→ DIRECTIONS FOR THIS TASK: What is needed here is every line of the records that includes "below".

START DATASET EXCERPTS

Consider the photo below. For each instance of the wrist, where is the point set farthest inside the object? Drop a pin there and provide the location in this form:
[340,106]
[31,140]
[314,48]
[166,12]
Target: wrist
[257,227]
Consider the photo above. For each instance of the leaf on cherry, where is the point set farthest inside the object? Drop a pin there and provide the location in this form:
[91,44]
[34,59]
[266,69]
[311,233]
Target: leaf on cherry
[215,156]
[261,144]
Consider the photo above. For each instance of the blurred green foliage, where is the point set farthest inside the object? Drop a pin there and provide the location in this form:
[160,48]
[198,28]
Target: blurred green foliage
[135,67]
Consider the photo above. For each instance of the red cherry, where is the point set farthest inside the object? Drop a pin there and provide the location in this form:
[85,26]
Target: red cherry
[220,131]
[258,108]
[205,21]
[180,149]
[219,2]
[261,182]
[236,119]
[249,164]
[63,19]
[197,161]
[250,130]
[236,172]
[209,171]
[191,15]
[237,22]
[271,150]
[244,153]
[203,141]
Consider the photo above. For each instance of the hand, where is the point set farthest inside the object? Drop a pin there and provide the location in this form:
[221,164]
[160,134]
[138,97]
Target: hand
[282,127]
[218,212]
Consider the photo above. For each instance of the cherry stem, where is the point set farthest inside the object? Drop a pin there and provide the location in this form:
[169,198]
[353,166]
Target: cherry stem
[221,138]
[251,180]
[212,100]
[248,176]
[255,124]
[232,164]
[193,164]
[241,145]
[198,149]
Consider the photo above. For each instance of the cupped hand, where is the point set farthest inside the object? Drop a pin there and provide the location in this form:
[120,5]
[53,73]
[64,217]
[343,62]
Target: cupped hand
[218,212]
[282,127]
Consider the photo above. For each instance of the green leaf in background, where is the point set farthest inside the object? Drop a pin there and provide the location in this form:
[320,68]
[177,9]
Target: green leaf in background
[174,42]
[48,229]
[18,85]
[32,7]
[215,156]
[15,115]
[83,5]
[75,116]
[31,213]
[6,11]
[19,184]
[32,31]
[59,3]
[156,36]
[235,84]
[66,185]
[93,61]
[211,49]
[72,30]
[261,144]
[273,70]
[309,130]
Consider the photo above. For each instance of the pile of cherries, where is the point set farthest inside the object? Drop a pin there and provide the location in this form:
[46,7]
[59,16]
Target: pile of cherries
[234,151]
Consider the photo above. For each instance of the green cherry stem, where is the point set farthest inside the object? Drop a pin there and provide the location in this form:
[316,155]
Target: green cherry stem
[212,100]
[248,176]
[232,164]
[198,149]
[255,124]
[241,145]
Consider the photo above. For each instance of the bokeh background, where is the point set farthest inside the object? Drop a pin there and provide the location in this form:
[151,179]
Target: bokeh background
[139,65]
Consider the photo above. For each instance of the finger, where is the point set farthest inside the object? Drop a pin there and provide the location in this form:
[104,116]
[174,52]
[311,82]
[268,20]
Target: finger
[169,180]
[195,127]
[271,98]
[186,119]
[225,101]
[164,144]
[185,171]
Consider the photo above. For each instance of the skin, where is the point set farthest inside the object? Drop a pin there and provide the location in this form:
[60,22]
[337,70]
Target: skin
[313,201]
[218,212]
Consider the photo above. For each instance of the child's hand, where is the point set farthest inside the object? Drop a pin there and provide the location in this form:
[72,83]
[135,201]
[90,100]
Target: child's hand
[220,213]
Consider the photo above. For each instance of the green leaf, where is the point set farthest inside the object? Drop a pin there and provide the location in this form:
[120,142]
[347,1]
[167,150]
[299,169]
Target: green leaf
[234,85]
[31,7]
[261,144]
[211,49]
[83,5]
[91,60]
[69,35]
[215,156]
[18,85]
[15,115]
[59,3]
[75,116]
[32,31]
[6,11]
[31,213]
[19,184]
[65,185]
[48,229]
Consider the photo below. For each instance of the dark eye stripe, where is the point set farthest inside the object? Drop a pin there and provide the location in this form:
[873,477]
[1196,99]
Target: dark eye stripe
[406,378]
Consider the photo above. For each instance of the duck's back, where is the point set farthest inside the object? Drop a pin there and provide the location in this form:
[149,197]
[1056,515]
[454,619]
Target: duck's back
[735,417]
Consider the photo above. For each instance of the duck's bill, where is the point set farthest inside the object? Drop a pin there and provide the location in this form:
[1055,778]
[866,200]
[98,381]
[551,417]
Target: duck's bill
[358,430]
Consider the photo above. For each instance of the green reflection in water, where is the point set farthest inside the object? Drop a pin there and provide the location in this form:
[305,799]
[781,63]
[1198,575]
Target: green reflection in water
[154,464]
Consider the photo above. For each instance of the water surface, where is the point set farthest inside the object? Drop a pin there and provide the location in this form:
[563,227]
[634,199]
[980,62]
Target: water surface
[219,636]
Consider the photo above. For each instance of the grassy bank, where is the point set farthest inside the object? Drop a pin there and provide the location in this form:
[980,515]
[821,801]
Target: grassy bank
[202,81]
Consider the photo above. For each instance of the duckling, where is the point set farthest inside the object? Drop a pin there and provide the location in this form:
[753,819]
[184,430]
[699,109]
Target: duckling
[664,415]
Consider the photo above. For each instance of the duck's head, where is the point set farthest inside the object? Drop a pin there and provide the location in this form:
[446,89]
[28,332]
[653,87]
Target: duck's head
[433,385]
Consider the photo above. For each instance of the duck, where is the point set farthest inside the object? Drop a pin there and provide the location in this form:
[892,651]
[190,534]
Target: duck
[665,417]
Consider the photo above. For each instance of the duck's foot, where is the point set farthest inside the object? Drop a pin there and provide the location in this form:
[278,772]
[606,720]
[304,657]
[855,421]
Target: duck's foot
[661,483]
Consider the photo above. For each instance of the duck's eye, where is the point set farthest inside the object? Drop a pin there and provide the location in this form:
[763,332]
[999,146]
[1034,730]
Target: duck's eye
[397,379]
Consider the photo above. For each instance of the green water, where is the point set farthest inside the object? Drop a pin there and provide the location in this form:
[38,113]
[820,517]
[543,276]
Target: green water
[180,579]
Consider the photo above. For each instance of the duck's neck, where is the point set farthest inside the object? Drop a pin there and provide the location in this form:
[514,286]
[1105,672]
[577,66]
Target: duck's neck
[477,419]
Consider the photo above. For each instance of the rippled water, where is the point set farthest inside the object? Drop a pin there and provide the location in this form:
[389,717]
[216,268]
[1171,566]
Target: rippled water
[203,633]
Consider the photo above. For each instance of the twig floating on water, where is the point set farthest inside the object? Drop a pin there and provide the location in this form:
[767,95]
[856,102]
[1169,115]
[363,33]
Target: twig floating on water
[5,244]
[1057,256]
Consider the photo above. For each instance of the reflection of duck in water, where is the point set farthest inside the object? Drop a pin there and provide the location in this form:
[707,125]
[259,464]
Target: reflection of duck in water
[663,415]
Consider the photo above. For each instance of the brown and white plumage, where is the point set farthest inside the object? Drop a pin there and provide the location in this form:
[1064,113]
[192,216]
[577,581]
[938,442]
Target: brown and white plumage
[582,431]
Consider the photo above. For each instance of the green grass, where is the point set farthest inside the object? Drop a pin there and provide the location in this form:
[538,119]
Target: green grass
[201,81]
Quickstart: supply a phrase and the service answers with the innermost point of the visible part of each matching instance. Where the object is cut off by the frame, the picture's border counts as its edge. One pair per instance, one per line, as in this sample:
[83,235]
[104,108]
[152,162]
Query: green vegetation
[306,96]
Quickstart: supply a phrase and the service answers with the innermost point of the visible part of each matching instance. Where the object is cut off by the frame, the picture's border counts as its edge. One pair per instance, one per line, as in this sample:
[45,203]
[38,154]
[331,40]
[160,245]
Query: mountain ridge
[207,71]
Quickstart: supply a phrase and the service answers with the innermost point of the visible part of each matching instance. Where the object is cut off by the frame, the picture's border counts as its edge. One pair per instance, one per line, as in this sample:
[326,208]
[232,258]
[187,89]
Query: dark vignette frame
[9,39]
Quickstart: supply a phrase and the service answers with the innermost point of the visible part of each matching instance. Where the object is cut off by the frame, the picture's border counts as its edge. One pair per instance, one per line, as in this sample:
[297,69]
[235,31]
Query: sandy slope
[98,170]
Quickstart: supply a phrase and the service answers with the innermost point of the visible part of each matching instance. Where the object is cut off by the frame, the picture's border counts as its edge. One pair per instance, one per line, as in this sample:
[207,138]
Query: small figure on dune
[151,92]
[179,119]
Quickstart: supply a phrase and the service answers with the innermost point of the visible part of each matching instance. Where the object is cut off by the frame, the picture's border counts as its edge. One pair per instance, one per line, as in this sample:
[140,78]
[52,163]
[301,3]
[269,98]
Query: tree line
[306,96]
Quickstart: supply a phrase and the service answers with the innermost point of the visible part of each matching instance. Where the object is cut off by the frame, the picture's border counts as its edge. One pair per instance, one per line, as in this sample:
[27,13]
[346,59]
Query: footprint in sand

END DATASET EXCERPTS

→ ANSWER TO THIS TASK:
Consider the photo below. For each instance of the wrist, where is the point set farthest inside the object? Drop a pin there and provide the location in this form:
Consider the photo below. For each instance of the dark eye stripe, where is the point set farthest inside the object? Drop a pin there and provide the location in this form:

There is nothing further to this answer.